*OBJECTIVE*: Starting at the line that has "In this exercise you will tag the blazer" and continuing through the end of the material, write those lines out again in full. Scale every coordinate in the answers by 1.75, round each result to a whole number with halves going up, and leave all other text as it is.

(Data listing)
_ _ _ _
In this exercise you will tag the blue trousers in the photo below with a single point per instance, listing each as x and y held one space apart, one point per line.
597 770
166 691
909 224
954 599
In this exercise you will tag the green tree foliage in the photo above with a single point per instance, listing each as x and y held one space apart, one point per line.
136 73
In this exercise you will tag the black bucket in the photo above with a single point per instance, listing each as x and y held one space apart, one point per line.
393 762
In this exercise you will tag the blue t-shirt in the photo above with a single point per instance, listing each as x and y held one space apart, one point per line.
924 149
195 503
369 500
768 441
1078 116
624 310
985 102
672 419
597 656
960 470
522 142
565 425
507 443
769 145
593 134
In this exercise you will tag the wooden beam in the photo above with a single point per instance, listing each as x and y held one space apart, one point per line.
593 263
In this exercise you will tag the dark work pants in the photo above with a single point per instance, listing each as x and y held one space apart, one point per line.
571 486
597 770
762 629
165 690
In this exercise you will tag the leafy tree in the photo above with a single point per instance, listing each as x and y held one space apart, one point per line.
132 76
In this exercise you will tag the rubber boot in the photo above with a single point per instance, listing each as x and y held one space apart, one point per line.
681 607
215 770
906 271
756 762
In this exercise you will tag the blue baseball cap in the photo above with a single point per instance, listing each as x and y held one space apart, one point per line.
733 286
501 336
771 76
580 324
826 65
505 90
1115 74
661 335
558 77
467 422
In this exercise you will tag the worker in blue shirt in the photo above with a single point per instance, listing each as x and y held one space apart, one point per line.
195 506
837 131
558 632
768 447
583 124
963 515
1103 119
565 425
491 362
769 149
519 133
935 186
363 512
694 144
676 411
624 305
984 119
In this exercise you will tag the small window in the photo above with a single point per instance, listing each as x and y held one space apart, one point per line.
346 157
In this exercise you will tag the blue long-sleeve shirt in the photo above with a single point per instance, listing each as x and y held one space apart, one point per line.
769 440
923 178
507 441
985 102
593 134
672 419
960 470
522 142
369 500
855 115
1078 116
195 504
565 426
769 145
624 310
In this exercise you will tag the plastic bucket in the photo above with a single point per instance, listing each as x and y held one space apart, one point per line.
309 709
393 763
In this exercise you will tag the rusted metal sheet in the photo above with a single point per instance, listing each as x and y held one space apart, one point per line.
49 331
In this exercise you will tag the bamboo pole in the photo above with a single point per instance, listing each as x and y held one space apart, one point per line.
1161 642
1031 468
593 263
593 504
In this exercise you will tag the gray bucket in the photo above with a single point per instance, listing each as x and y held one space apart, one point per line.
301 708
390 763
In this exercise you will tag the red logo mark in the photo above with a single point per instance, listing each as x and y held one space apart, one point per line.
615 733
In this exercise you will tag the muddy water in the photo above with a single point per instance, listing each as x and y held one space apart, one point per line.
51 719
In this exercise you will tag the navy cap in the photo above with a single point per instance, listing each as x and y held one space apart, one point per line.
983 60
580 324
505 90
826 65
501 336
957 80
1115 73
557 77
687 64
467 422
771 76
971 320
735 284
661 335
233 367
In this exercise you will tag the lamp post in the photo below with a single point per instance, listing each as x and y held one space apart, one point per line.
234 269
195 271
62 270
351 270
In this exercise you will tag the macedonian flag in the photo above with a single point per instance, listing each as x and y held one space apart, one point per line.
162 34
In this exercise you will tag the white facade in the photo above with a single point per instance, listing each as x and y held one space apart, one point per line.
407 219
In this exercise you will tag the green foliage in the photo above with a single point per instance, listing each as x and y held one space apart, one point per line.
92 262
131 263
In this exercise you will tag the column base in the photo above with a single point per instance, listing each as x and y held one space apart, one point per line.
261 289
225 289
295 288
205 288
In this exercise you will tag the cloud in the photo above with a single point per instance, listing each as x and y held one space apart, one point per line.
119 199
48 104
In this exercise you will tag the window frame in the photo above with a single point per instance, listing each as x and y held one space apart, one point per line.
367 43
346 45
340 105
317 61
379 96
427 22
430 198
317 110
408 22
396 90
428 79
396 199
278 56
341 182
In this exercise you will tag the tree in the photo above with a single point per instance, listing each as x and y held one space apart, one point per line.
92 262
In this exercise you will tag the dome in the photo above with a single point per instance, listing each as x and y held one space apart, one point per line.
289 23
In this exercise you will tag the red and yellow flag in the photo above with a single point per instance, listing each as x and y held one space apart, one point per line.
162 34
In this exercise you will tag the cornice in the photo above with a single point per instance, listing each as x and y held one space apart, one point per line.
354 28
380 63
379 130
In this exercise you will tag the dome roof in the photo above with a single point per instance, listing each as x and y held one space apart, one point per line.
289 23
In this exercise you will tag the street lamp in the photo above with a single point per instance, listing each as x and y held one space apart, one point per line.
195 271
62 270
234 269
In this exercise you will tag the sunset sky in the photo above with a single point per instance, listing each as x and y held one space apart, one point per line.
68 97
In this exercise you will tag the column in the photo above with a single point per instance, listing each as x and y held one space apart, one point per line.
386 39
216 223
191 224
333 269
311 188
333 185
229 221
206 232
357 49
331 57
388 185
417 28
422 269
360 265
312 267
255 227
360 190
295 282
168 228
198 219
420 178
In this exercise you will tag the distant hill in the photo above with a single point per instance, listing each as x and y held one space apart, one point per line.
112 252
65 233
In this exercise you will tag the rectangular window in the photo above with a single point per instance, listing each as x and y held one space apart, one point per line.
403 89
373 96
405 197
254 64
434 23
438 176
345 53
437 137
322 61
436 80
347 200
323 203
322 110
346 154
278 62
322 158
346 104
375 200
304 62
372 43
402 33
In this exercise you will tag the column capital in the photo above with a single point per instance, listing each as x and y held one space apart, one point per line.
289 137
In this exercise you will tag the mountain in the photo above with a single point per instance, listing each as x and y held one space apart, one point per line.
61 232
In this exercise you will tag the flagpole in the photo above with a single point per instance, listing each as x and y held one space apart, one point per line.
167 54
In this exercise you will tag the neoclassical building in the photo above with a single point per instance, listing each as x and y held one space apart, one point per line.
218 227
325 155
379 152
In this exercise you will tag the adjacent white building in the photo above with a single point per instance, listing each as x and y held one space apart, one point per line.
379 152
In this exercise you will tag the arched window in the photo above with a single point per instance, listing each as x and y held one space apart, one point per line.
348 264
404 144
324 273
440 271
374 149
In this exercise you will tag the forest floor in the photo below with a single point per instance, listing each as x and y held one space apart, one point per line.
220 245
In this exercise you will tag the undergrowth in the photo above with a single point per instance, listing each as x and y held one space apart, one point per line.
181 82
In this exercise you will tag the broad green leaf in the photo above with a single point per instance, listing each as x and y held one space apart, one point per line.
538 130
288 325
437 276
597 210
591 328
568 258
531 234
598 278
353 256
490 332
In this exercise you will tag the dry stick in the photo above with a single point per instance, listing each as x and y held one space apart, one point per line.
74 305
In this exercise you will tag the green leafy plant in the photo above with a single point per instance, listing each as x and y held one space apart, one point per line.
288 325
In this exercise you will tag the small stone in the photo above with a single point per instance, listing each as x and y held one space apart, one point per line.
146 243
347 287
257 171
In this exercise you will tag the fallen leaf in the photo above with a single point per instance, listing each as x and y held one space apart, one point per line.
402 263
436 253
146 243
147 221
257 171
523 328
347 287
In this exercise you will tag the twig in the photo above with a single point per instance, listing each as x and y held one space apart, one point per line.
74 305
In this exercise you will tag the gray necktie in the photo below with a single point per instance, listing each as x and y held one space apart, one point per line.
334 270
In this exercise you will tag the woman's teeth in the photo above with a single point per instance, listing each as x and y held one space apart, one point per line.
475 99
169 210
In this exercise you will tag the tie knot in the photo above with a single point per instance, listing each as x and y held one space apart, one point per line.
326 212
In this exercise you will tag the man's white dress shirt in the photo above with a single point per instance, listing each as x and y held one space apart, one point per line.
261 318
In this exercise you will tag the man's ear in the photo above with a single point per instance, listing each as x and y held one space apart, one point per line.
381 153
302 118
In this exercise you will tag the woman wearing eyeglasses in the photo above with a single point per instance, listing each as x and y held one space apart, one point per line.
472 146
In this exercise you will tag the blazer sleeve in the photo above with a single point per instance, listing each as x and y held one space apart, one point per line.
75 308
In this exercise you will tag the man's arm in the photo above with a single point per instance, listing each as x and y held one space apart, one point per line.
_ _ _ _
*SOLUTION BELOW*:
In this exercise you will tag the blazer sleeve in the photo above with a single point per instance, listing each as x and y held one space apart, one point per line.
131 539
In this exercise you will tag the man's arm in the photo above with a single point per instance, listing each as x and y held one space apart, one point per line.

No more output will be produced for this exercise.